Start of Task material

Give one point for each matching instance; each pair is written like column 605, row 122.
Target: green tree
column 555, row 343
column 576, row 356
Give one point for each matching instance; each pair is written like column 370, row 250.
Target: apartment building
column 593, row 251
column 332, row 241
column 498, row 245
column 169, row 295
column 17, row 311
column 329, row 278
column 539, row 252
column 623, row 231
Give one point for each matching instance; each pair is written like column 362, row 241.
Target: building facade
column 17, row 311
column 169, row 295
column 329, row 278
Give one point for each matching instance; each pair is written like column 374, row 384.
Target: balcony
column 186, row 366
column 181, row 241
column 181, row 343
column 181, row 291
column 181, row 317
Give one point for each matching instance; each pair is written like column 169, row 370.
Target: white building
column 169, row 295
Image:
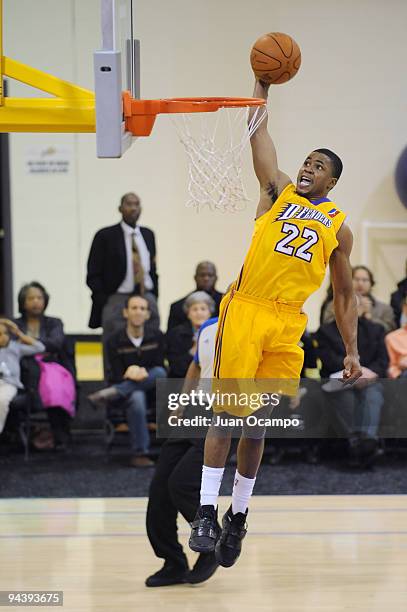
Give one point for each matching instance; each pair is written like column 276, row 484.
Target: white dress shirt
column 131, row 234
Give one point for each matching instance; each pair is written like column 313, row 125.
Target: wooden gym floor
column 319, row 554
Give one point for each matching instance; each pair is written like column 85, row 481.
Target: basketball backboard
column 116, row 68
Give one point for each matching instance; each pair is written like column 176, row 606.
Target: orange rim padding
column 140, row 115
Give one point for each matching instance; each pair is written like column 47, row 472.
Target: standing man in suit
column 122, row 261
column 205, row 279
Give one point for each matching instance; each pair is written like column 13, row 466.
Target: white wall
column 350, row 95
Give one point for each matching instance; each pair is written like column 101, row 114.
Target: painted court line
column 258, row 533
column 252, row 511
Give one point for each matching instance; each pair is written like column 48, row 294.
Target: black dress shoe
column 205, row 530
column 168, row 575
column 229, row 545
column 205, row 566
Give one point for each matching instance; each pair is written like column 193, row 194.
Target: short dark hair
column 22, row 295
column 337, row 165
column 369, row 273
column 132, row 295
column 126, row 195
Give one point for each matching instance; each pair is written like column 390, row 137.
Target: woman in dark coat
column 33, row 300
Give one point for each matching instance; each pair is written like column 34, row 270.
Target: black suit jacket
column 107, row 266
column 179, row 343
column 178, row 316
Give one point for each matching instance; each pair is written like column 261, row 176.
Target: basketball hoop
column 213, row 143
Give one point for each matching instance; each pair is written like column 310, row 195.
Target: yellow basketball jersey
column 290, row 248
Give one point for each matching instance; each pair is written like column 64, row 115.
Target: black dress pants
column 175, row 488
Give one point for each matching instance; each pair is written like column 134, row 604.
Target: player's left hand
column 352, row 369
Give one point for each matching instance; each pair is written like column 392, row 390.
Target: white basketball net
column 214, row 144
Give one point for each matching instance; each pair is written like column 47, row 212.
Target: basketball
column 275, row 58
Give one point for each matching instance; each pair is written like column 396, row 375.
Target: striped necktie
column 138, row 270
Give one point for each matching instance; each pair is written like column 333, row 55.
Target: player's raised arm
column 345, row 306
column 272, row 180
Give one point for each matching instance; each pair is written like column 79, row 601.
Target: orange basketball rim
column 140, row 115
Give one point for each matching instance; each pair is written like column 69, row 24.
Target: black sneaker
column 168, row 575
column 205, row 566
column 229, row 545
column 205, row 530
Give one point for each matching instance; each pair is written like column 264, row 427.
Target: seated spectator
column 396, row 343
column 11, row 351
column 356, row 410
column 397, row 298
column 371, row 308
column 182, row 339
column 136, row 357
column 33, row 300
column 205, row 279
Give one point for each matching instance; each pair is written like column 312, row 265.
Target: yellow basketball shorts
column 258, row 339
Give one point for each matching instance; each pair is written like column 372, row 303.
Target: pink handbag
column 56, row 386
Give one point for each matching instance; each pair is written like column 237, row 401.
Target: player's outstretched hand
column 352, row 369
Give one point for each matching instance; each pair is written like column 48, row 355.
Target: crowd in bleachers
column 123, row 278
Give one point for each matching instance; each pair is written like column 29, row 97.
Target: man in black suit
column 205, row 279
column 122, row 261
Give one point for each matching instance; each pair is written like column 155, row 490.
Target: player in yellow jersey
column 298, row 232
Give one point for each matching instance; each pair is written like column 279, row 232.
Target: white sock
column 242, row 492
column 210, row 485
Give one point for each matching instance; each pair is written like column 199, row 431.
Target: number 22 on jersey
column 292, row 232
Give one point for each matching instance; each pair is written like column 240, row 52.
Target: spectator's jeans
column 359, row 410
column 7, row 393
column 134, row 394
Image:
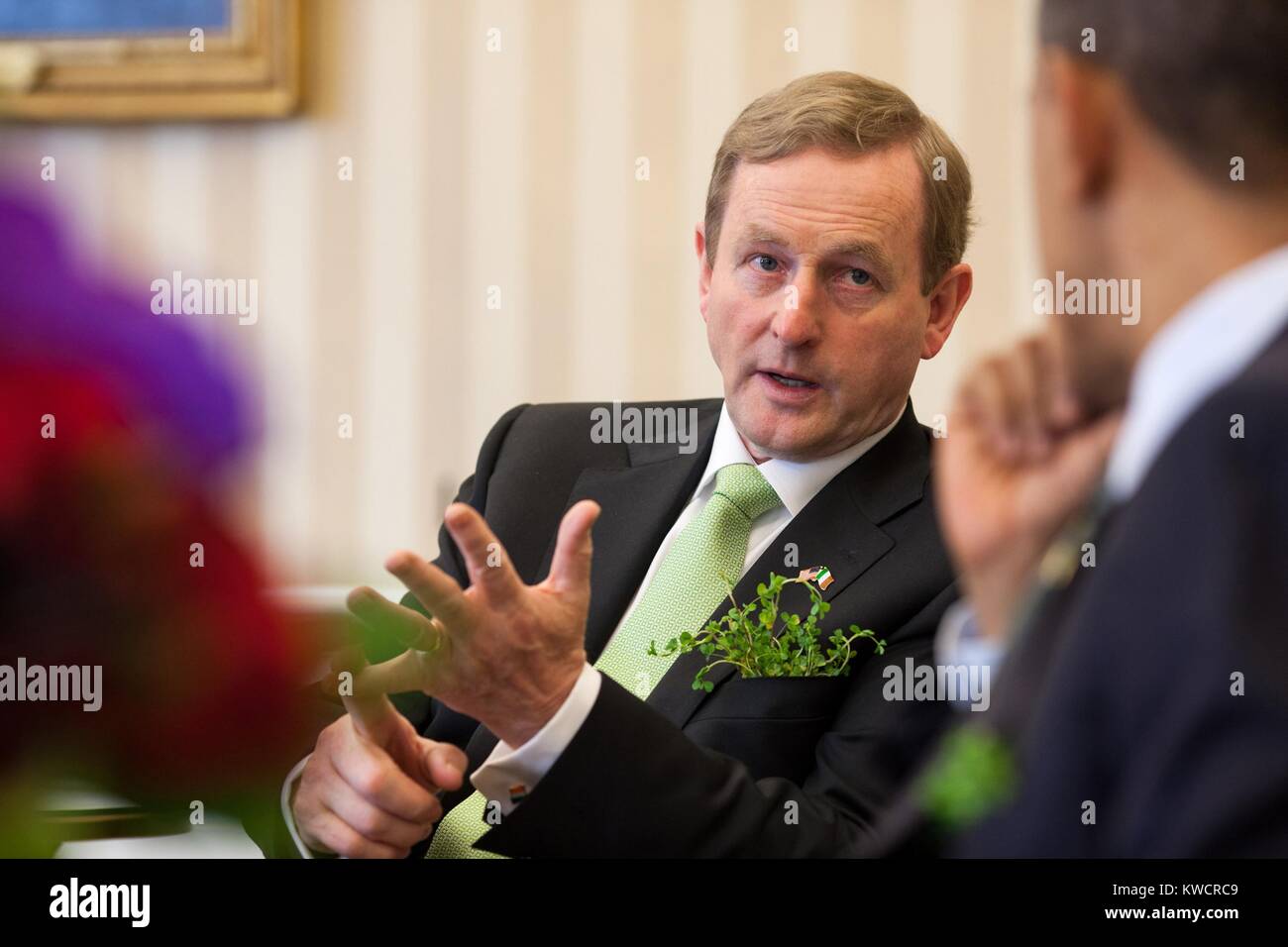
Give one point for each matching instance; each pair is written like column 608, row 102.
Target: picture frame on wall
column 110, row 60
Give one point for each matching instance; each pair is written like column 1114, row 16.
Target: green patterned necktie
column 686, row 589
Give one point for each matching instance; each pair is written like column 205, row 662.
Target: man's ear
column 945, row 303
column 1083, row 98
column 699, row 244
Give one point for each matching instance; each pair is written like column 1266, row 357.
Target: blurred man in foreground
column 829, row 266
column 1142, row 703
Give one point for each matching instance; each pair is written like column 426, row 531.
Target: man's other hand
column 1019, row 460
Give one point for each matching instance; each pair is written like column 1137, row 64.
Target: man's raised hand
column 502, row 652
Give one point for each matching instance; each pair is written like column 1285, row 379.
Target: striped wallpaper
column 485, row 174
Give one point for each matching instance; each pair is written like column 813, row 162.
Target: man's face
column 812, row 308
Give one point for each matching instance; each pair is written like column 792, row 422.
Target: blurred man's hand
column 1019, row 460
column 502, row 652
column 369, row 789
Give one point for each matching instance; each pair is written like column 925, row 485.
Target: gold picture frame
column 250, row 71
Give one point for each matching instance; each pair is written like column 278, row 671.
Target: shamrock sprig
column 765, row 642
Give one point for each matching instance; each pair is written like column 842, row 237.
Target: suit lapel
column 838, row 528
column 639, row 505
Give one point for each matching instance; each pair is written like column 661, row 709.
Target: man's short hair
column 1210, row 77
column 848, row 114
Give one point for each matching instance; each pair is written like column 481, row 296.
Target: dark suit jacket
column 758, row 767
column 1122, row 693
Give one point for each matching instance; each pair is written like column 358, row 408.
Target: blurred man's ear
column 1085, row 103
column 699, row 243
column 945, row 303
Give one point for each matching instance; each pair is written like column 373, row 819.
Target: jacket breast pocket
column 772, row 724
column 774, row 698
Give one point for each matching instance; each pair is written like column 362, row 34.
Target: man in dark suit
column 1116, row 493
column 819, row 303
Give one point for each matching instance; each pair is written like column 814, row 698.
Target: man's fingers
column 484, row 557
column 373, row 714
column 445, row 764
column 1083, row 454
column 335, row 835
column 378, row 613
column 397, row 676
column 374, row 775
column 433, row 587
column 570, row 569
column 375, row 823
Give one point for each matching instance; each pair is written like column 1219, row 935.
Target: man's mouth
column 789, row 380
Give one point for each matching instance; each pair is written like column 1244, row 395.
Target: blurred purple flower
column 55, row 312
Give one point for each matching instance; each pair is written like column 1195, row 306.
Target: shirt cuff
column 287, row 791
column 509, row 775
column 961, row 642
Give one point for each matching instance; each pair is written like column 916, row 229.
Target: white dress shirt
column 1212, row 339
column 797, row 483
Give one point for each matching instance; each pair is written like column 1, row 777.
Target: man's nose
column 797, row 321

End of Task material

• [Written problem] Put the rows above into a two-column CSV with the headers "text" and "answer", one line for each row. Put the row's wording in one quoted field and its answer in the other, replace line breaks with spaces, and leave out the pictures.

• [Written answer]
text,answer
"Give one point for each matching instance; each pair is written like column 605, row 122. Target: green tree","column 555, row 343 column 576, row 356"
"Give one point for each matching instance; each pair is written like column 370, row 250. Target: apartment building","column 593, row 251 column 332, row 241 column 498, row 245 column 169, row 295 column 17, row 311 column 329, row 278 column 539, row 252 column 623, row 231"
"Give one point for each matching instance; each pair is written like column 362, row 241. Target: building facade","column 17, row 311 column 169, row 295 column 329, row 278"
"Give one point for each matching instance; each pair is written like column 374, row 384. Target: balcony","column 186, row 366 column 181, row 241 column 181, row 343 column 181, row 291 column 181, row 317"
"Give one point for each matching instance; each pair is written like column 169, row 370. Target: white building","column 169, row 295"
"Image: Give one point for each matching instance; each pair is written like column 276, row 484. Target: white dress shirt","column 131, row 234"
"Give one point for each matching instance; each pair is written like column 313, row 125. Target: wooden gym floor","column 319, row 554"
"Give one point for each matching instance; each pair is written like column 85, row 481. Target: basketball backboard","column 116, row 68"
"Give one point for each matching instance; each pair is written like column 176, row 606. Target: orange rim padding","column 140, row 115"
"Give one point for each matching instance; each pair is written like column 47, row 472. Target: standing man in suit","column 122, row 261 column 205, row 279"
"Give one point for each matching instance; each pair is written like column 13, row 466. Target: white wall","column 350, row 95"
"Give one point for each matching instance; each pair is written like column 101, row 114. Target: painted court line","column 258, row 533 column 252, row 511"
"Give one point for each matching instance; each pair is written like column 48, row 294. Target: black dress shoe","column 205, row 530 column 168, row 575 column 229, row 545 column 205, row 566"
"Give one point for each matching instance; each pair is written like column 193, row 194. Target: short dark hair","column 22, row 295 column 337, row 165 column 369, row 273 column 132, row 295 column 126, row 195"
"Give one point for each matching instance; each pair is written like column 390, row 137. Target: woman in dark coat","column 33, row 300"
"Give one point for each matching instance; each pair is written like column 34, row 270. Target: black suit jacket","column 107, row 266 column 179, row 343 column 178, row 316"
"Give one point for each matching instance; each pair is written like column 261, row 176. Target: basketball hoop","column 213, row 143"
"Give one point for each matching instance; each pair is written like column 310, row 195. Target: yellow basketball jersey","column 290, row 248"
"Give one point for each matching instance; each pair is written like column 64, row 115. Target: black dress pants","column 175, row 488"
"Give one point for each matching instance; each pair is written like column 134, row 604. Target: player's left hand","column 352, row 369"
"Give one point for each matching instance; each pair is written like column 392, row 390. Target: white basketball net","column 214, row 144"
"Give one point for each matching instance; each pair is written like column 47, row 212. Target: basketball","column 275, row 58"
"Give one point for each matching instance; each pair is written like column 396, row 375. Target: striped necktie","column 138, row 270"
"Give one point for each matching instance; each pair is written like column 333, row 55. Target: player's raised arm","column 345, row 306 column 272, row 180"
"Give one point for each matching instance; each pair is written like column 79, row 601. Target: orange basketball rim","column 140, row 115"
"Give one point for each matching instance; each pair is written like column 69, row 24. Target: black sneaker","column 168, row 575 column 205, row 566 column 229, row 545 column 205, row 530"
"Give one point for each matching instance; each pair is written like column 264, row 427. Target: seated spectator","column 396, row 343 column 11, row 351 column 356, row 410 column 397, row 298 column 371, row 308 column 182, row 339 column 136, row 357 column 33, row 300 column 205, row 279"
"Give one point for each matching instance; each pair is written like column 312, row 265. Target: yellow basketball shorts","column 258, row 339"
"Give one point for each matching instance; each pair is written like column 372, row 303. Target: pink handbag","column 56, row 386"
"Give one point for each matching instance; each pair is written like column 237, row 401. Target: player's outstretched hand","column 352, row 369"
"Give one point for each matching instance; each pair is written like column 48, row 355. Target: crowd in bleachers","column 123, row 278"
"Give one point for each matching instance; each pair is written like column 29, row 97. Target: man in black suit","column 205, row 279 column 122, row 261"
"Give one point for each matching instance; each pair is written like column 155, row 490. Target: player in yellow jersey","column 298, row 232"
"Give one point for each matching instance; each pair is written like column 279, row 232. Target: white sock","column 242, row 492 column 210, row 485"
"Give one point for each matching instance; each pair is written like column 199, row 431. Target: number 22 on jersey","column 292, row 232"
"Give one point for each matching instance; each pair is written like column 240, row 52. Target: spectator's jeans","column 359, row 410 column 7, row 393 column 134, row 394"
"Image: Give one point for each matching instance; each pair is written like column 608, row 102. Target: picture frame on wall","column 110, row 60"
"Give one point for each matching instance; each pair is written like column 1114, row 16. Target: green patterned necktie","column 686, row 589"
"Give one point for each matching instance; each pair is written like column 205, row 662. Target: man's ear","column 945, row 303 column 1083, row 98 column 699, row 244"
"Give one point for each matching instance; each pair is written like column 1266, row 357. Target: blurred man in foreground","column 829, row 266 column 1142, row 703"
"Give one point for each matching instance; each pair is written like column 426, row 531. Target: man's other hand","column 1019, row 460"
"Give one point for each matching instance; each pair is written like column 1137, row 64. Target: man's raised hand","column 502, row 652"
"Give one point for each matching instance; each pair is written like column 1285, row 379. Target: striped wallpaper","column 485, row 174"
"Give one point for each matching instance; each pair is written like column 813, row 162. Target: man's face","column 812, row 308"
"Give one point for each matching instance; each pair is written like column 792, row 422. Target: blurred man's hand","column 1019, row 460 column 502, row 652 column 369, row 789"
"Give one point for each matching instance; each pair is written like column 925, row 485. Target: gold picture frame","column 250, row 71"
"Give one point for each matching instance; each pair is written like column 278, row 671. Target: shamrock sprig","column 765, row 642"
"Give one point for each matching instance; each pair is written like column 842, row 237. Target: suit lapel","column 838, row 528 column 639, row 505"
"Give one point for each matching instance; each pair is written like column 661, row 709. Target: man's short hair","column 1210, row 77 column 848, row 114"
"Give one point for each matching instance; each pair is written like column 481, row 296. Target: dark suit jacket","column 758, row 767 column 1122, row 693"
"Give one point for each matching instance; each pair is written like column 358, row 408. Target: blurred man's ear","column 1085, row 103 column 699, row 243 column 945, row 303"
"Give one point for each matching instance; each pair is written like column 373, row 819. Target: jacket breast pocket","column 772, row 724 column 774, row 698"
"Give one point for each matching instance; each pair is written like column 362, row 34. Target: man in dark suit","column 1116, row 493 column 819, row 303"
"Give one point for each matching instance; each pair is written like column 814, row 698. Target: man's fingers","column 484, row 557 column 373, row 714 column 445, row 764 column 1083, row 454 column 335, row 835 column 378, row 613 column 397, row 676 column 374, row 775 column 433, row 587 column 570, row 569 column 375, row 823"
"Give one point for each matching instance; each pair is written like column 1219, row 935. Target: man's mouth","column 789, row 380"
"Give one point for each matching instance; each pair is written like column 1244, row 395. Target: blurred purple flower","column 55, row 312"
"Give one point for each matching instance; each pair is written like column 1195, row 306. Target: shirt cuff","column 287, row 791 column 509, row 775 column 961, row 642"
"Give one point for each matching instance; each pair is written like column 916, row 229. Target: white dress shirt","column 1212, row 339 column 797, row 483"
"Give one point for each matching instance; each pair is written like column 1, row 777. Target: man's nose","column 797, row 321"